OBJECTIVE
Reproduce the records below word for word, leaving the pictures out.

DATA LINES

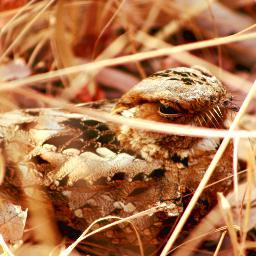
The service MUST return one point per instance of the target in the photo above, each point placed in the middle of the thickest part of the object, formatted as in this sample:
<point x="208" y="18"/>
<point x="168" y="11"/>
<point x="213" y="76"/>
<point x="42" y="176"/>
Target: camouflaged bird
<point x="90" y="169"/>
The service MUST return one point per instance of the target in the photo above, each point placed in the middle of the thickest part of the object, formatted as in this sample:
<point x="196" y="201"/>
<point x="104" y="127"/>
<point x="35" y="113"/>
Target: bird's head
<point x="177" y="95"/>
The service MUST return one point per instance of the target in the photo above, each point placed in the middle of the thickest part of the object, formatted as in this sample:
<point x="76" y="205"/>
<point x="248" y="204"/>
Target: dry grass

WRITTEN ANSWER
The service MUST return one point per instance of the target in the photo above, each point placed in the middle of the thickest part of the object, formatted as in this sample:
<point x="208" y="18"/>
<point x="168" y="11"/>
<point x="213" y="76"/>
<point x="42" y="176"/>
Target: camouflaged bird
<point x="90" y="169"/>
The service MUST return one point per instance of the target in the photo above, each point placed in the middle of the thickest part of the object, formatted as in this sample:
<point x="196" y="201"/>
<point x="104" y="127"/>
<point x="35" y="113"/>
Target: bird's head
<point x="177" y="95"/>
The service MUST return one point per instance of the target in the photo above, each point placed in the middle of the thickest part of the object, formatted as in this sample:
<point x="76" y="205"/>
<point x="248" y="204"/>
Target: dry grass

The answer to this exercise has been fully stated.